** PROBLEM DESCRIPTION **
From the material below, copy out each line that contains the string "small". Only matches in the same case count.
═════ MATERIAL TO PROCESS
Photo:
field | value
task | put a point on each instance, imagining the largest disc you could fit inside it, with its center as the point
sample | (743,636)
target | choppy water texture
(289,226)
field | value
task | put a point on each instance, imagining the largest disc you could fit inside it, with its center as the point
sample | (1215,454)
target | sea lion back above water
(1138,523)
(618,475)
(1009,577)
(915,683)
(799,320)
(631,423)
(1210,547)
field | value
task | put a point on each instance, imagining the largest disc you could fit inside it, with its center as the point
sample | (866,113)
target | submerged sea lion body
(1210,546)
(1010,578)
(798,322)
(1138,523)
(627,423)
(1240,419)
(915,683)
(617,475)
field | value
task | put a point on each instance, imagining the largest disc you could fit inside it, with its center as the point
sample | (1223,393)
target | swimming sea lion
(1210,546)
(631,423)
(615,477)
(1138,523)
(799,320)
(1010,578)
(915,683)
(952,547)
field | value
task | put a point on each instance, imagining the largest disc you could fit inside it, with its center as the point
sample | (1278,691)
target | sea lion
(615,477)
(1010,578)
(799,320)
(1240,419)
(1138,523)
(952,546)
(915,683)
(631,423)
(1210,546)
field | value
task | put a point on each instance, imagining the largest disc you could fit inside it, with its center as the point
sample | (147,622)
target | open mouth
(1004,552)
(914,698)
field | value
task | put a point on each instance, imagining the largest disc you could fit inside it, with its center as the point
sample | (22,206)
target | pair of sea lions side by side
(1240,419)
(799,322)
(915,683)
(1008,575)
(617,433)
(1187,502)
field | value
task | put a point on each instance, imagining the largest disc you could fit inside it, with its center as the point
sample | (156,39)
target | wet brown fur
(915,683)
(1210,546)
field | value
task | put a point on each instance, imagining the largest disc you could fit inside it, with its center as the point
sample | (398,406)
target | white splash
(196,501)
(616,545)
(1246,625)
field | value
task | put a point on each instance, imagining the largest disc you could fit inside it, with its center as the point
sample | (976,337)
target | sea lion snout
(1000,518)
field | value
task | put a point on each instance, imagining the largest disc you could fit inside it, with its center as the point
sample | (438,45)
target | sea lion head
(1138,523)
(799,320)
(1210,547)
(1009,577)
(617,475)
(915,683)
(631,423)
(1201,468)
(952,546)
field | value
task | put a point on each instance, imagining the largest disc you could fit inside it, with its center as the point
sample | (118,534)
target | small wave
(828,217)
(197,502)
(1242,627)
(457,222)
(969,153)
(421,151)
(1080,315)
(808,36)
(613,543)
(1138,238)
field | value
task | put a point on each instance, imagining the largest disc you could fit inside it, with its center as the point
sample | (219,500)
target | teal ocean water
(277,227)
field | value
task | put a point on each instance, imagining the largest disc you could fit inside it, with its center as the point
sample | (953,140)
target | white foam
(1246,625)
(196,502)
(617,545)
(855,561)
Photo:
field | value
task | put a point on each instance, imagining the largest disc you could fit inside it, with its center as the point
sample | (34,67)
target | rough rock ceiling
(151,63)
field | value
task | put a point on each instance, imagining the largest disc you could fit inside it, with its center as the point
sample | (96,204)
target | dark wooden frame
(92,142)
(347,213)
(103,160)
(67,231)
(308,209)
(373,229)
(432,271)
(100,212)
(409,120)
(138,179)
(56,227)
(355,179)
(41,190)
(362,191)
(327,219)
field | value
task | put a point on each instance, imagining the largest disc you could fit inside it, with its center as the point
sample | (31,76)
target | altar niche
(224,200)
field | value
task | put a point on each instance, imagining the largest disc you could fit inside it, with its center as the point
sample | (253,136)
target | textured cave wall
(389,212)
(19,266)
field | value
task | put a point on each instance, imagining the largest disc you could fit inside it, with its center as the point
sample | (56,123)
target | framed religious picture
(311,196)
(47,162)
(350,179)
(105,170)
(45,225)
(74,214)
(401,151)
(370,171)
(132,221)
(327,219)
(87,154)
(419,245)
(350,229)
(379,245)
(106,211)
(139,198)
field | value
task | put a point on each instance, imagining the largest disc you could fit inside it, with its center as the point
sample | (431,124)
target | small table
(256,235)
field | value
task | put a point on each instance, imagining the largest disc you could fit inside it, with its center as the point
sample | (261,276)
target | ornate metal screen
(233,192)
══════════
** CORRECT RESULT **
target | small wave
target | small table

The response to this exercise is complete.